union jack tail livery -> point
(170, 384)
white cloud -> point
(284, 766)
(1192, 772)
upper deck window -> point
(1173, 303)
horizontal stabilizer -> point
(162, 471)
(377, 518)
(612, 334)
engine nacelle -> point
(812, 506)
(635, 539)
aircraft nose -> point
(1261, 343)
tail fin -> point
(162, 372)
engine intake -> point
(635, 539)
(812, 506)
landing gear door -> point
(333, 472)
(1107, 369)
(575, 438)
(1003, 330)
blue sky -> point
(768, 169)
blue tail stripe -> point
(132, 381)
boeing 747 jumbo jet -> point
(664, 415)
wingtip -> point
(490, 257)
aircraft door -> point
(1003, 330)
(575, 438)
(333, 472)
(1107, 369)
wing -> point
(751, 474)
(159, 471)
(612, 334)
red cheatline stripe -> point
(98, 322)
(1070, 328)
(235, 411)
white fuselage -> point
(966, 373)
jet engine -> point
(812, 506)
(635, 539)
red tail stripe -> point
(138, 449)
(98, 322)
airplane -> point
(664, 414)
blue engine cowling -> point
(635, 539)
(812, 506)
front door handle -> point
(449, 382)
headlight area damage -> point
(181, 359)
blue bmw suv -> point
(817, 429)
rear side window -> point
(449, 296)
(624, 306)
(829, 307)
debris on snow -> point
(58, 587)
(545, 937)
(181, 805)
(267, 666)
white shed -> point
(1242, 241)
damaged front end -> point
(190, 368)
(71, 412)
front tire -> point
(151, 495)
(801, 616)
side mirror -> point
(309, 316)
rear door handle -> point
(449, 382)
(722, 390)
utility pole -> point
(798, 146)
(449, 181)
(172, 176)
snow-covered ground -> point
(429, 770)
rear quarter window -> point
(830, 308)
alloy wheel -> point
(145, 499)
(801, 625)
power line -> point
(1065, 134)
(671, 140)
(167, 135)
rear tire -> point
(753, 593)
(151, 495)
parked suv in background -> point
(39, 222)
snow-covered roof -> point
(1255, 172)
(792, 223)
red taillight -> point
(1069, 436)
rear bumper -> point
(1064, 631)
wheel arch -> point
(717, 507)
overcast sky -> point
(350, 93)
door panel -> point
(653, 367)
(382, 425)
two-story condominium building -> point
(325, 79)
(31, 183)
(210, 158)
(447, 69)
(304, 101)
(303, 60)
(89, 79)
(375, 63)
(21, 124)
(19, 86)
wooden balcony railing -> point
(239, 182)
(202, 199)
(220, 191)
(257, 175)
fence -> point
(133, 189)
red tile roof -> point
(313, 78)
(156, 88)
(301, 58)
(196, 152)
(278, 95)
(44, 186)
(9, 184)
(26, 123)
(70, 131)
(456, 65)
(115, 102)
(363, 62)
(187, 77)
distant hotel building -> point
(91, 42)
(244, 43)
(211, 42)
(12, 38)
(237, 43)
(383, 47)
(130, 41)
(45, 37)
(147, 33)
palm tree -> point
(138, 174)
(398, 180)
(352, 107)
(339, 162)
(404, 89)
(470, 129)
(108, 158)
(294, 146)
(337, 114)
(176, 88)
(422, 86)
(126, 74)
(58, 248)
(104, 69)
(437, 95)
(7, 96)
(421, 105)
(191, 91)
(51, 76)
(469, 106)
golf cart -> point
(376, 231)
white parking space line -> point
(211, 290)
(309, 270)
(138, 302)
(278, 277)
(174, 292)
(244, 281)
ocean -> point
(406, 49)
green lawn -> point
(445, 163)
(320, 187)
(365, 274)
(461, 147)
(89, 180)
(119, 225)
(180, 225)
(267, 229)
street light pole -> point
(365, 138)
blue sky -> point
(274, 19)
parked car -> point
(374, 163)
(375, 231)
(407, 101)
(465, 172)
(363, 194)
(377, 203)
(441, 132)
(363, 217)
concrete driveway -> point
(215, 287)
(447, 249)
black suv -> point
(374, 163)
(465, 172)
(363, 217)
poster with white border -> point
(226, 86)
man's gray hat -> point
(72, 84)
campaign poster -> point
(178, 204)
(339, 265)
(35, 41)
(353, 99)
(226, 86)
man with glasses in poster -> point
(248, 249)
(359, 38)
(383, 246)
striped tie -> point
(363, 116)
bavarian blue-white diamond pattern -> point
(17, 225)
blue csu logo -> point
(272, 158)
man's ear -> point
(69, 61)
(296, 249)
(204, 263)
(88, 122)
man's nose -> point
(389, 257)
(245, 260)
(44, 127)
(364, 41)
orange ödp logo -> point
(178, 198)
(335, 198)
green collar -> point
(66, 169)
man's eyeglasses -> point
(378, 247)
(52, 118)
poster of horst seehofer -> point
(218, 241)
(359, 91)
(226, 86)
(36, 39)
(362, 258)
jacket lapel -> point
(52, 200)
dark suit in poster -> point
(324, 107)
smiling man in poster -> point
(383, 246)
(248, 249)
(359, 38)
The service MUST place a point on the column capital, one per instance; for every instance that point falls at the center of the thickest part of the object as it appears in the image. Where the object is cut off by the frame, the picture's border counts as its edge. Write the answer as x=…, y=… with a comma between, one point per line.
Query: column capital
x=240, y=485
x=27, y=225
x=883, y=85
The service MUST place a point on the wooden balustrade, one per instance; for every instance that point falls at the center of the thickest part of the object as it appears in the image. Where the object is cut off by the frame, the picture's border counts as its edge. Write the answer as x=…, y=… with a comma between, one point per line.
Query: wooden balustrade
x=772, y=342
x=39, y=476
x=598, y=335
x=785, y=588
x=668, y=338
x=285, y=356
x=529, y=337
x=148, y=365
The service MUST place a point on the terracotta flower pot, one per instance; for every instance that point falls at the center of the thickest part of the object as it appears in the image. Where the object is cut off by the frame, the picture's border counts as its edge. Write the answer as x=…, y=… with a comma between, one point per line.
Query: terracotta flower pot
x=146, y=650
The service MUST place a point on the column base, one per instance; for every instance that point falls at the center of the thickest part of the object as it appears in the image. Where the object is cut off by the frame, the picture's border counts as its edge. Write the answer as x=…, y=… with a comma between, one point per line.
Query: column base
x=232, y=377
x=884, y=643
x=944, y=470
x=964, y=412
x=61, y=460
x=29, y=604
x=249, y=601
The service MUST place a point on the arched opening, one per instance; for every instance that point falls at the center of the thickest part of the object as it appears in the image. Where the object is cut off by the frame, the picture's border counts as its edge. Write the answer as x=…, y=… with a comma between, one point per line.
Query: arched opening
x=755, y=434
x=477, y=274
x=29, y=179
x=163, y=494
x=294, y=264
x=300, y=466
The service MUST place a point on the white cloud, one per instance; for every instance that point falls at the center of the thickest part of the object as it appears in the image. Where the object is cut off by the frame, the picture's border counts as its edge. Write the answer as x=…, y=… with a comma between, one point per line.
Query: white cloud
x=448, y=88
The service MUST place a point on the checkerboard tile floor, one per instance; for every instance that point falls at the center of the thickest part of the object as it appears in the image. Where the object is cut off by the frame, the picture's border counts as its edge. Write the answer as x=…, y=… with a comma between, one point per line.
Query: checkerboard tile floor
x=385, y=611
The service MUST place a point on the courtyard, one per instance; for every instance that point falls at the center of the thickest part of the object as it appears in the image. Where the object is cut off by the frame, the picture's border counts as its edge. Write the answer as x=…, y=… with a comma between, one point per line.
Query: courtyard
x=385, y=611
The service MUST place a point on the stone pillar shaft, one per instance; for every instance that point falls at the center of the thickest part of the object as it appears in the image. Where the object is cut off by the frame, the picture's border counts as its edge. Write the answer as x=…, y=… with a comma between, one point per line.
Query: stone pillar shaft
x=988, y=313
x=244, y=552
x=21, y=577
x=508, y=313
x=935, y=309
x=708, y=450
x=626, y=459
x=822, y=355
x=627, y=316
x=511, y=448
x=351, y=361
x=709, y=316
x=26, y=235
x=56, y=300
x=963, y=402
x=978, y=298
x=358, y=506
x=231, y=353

_____

> [What is being asked]
Output every entry exactly as given.

> [Output of the task]
union jack tail livery -> point
(170, 384)
white cloud -> point
(284, 766)
(1192, 772)
upper deck window -> point
(1173, 303)
horizontal stabilizer -> point
(162, 471)
(377, 518)
(612, 334)
engine nacelle -> point
(812, 506)
(635, 539)
aircraft nose -> point
(1261, 343)
tail fin -> point
(162, 372)
engine intake -> point
(635, 539)
(812, 506)
landing gear door -> point
(333, 472)
(1107, 369)
(575, 438)
(1003, 330)
blue sky -> point
(768, 169)
blue tail stripe -> point
(132, 381)
boeing 747 jumbo jet -> point
(664, 415)
wingtip -> point
(490, 257)
aircraft door -> point
(1003, 330)
(575, 438)
(333, 472)
(1107, 369)
wing -> point
(751, 474)
(159, 471)
(612, 334)
red cheatline stripe -> point
(98, 322)
(1070, 328)
(235, 411)
white fuselage -> point
(966, 373)
jet engine -> point
(812, 506)
(635, 539)
red tail stripe -> point
(138, 449)
(98, 322)
airplane -> point
(664, 414)
blue engine cowling -> point
(635, 539)
(812, 506)
front door handle -> point
(449, 382)
headlight area damage -> point
(181, 359)
blue bmw suv -> point
(817, 429)
rear side window -> point
(449, 296)
(624, 306)
(829, 307)
debris on snow -> point
(58, 587)
(545, 937)
(181, 805)
(267, 666)
white shed -> point
(1242, 241)
damaged front end -> point
(190, 368)
(71, 412)
front tire -> point
(151, 495)
(801, 616)
side mirror -> point
(309, 316)
rear door handle -> point
(449, 382)
(722, 390)
utility pole -> point
(798, 146)
(449, 181)
(172, 176)
snow-covered ground -> point
(429, 770)
rear quarter window -> point
(830, 308)
alloy wheel -> point
(145, 499)
(801, 625)
power line -> point
(1065, 134)
(671, 140)
(167, 135)
rear tire -> point
(753, 593)
(151, 495)
parked suv in background -> point
(39, 222)
snow-covered roof -> point
(1255, 172)
(792, 223)
red taillight -> point
(1069, 436)
rear bumper -> point
(1064, 631)
wheel arch -> point
(717, 507)
overcast sky -> point
(350, 93)
door panel -> point
(653, 367)
(382, 425)
two-story condominium building -> point
(325, 79)
(31, 183)
(210, 158)
(447, 69)
(304, 101)
(303, 60)
(89, 79)
(375, 63)
(21, 124)
(19, 86)
wooden balcony railing -> point
(239, 182)
(202, 199)
(220, 191)
(257, 175)
fence -> point
(133, 189)
red tile roof -> point
(313, 78)
(156, 88)
(301, 58)
(196, 152)
(278, 95)
(44, 186)
(9, 184)
(26, 123)
(70, 131)
(456, 65)
(115, 102)
(363, 62)
(187, 77)
distant hotel building -> point
(91, 42)
(244, 43)
(211, 42)
(12, 38)
(237, 43)
(383, 47)
(130, 41)
(45, 37)
(147, 33)
palm tree -> point
(138, 174)
(398, 180)
(352, 107)
(339, 162)
(404, 89)
(470, 129)
(108, 158)
(294, 146)
(337, 114)
(176, 88)
(422, 86)
(126, 74)
(58, 248)
(104, 69)
(437, 95)
(7, 96)
(421, 105)
(191, 91)
(51, 76)
(469, 106)
golf cart -> point
(376, 231)
white parking space line -> point
(211, 290)
(309, 270)
(138, 302)
(278, 277)
(174, 292)
(244, 281)
ocean -> point
(406, 49)
green lawn -> point
(445, 163)
(320, 187)
(365, 274)
(461, 147)
(89, 180)
(119, 225)
(180, 225)
(267, 229)
street light pole -> point
(365, 138)
blue sky -> point
(274, 19)
parked car -> point
(374, 163)
(375, 231)
(407, 101)
(465, 172)
(363, 194)
(377, 203)
(441, 132)
(363, 217)
concrete driveway -> point
(215, 287)
(447, 249)
black suv -> point
(374, 163)
(465, 172)
(363, 217)
poster with white border -> point
(226, 86)
man's gray hat -> point
(72, 84)
campaign poster -> point
(178, 204)
(339, 265)
(35, 41)
(353, 99)
(226, 86)
man with glasses in poster -> point
(248, 249)
(359, 38)
(383, 246)
striped tie -> point
(363, 116)
bavarian blue-white diamond pattern -> point
(17, 225)
blue csu logo -> point
(272, 158)
man's ear -> point
(69, 61)
(296, 249)
(204, 263)
(88, 122)
man's nose -> point
(389, 257)
(245, 260)
(44, 127)
(364, 41)
orange ödp logo -> point
(178, 198)
(335, 198)
green collar -> point
(66, 169)
man's eyeglasses -> point
(378, 247)
(52, 118)
poster of horst seehofer -> point
(218, 241)
(359, 91)
(226, 86)
(36, 39)
(362, 258)
jacket lapel -> point
(52, 200)
dark suit in poster -> point
(324, 107)
smiling man in poster -> point
(383, 246)
(248, 249)
(359, 38)
The service MUST place a point on the column capital, one per instance; for every instance that point falls at the center of the thickest part of the object as it appears in the image. Where the object is cut off by the frame, the picture's border counts as its edge. Write the answer as x=…, y=… with a comma between, one point per line.
Query: column capital
x=240, y=485
x=27, y=225
x=883, y=85
The service MUST place a point on the wooden balustrade, one per instance; for every instance that point falls at the center of the thickest part of the object as it appears in the image. Where the object is cut off by the frame, the picture's border counts as its edge. Write the answer as x=…, y=… with a comma between, one point per line.
Query: wooden balustrade
x=772, y=342
x=39, y=476
x=598, y=335
x=785, y=588
x=668, y=338
x=285, y=356
x=529, y=337
x=148, y=365
The service MUST place a point on the terracotta flower pot, one per instance; for every instance that point falls at the center of the thickest part of the object as it appears in the image. Where the object is cut off by the frame, the picture's border counts as its edge. Write the answer as x=…, y=… with a comma between, one point per line.
Query: terracotta flower pot
x=146, y=650
The service MUST place a point on the column base, one per instance; for every instance that point falls at the center of the thickest part of the object as it appears in the image. Where the object is cut off by the frame, the picture's border counts as its edge. Write the answer as x=…, y=… with a comma between, one point per line.
Query: column base
x=232, y=377
x=884, y=643
x=944, y=470
x=964, y=412
x=61, y=460
x=29, y=604
x=249, y=601
The service MUST place a point on the arched opening, one per instance; for every instance that point falls at the center of the thickest part of the object as it appears in the image. Where the object is cut off by the frame, the picture's border counts as its edge. Write the answer as x=…, y=… with a comma between, one point per line.
Query: arched opening
x=755, y=434
x=477, y=274
x=29, y=179
x=163, y=494
x=294, y=264
x=300, y=466
The service MUST place a point on the white cloud, one per instance; for every instance that point falls at the center of the thickest part of the object as it appears in the image. Where the object is cut off by the frame, the picture's border counts as its edge. Write the answer as x=…, y=… with a comma between, one point per line.
Query: white cloud
x=448, y=88
The service MUST place a point on the checkerboard tile floor, one per instance; for every instance that point falls at the center of the thickest part of the object as it appears in the image. Where the object is cut off by the frame, the picture's border counts as its edge. Write the answer as x=…, y=… with a comma between, one point per line.
Query: checkerboard tile floor
x=385, y=611
The service MUST place a point on the courtyard, one per instance; for every instance that point falls at the center of the thickest part of the object as it appears in the image. Where the object is cut off by the frame, the picture's border counts as its edge. Write the answer as x=…, y=… with a comma between, one point per line.
Query: courtyard
x=385, y=611
The service MUST place a point on the stone pillar shaft, one per instance; for every instance that point falls at the center of the thickest part of the object as it appears in the image. Where the object is cut off by the frame, the picture's border counts as its edge. Write the answer as x=…, y=… with a comma between, one point per line.
Query: stone pillar shaft
x=988, y=313
x=244, y=552
x=21, y=577
x=508, y=313
x=935, y=309
x=708, y=450
x=626, y=459
x=822, y=355
x=627, y=316
x=511, y=448
x=351, y=361
x=709, y=316
x=26, y=235
x=56, y=300
x=963, y=402
x=978, y=298
x=358, y=506
x=231, y=353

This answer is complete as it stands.